So to proof our result we just need to proof that \(A_n = 0\).

\[\begin{align*} A_n &= \mathbb{E}[\underbrace{(\mathbb{E}[\hat{\sigma}_n] - \sigma)}_{b(\hat{\sigma}_n)} \cdot(\hat{\sigma}_n - \mathbb{E}[\hat{\sigma}_n])] \\ &= \underbrace{b(\hat{\sigma}_n)}_{\text{deterministic term}} \cdot \mathbb{E}[\underbrace{(\hat{\sigma}_n - \mathbb{E}[\hat{\sigma}_n])}_{\text{this is a centeret r.v.}}] \quad{\text{(the expectation of a centered r.v is zero.)}} \\ &= 0 \end{align*}\]

Comparison of estimators

Definition: Let \(\theta\) an unknown parameter, \(\hat{\theta}_{n, 1}\) and \(\hat{\theta}_{n, 2}\) for \(\theta\).

**DATASET EXTRACT:**

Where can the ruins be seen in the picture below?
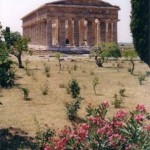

**STATED TASK:** Print the estimator excerpt in full, verbatim. The material above stands apart from the estimator excerpt.

**SOLUTION TO THIS PROBLEM:**
So to proof our result we just need to proof that \(A_n = 0\).

\[\begin{align*} A_n &= \mathbb{E}[\underbrace{(\mathbb{E}[\hat{\sigma}_n] - \sigma)}_{b(\hat{\sigma}_n)} \cdot(\hat{\sigma}_n - \mathbb{E}[\hat{\sigma}_n])] \\ &= \underbrace{b(\hat{\sigma}_n)}_{\text{deterministic term}} \cdot \mathbb{E}[\underbrace{(\hat{\sigma}_n - \mathbb{E}[\hat{\sigma}_n])}_{\text{this is a centeret r.v.}}] \quad{\text{(the expectation of a centered r.v is zero.)}} \\ &= 0 \end{align*}\]

Comparison of estimators

Definition: Let \(\theta\) an unknown parameter, \(\hat{\theta}_{n, 1}\) and \(\hat{\theta}_{n, 2}\) for \(\theta\).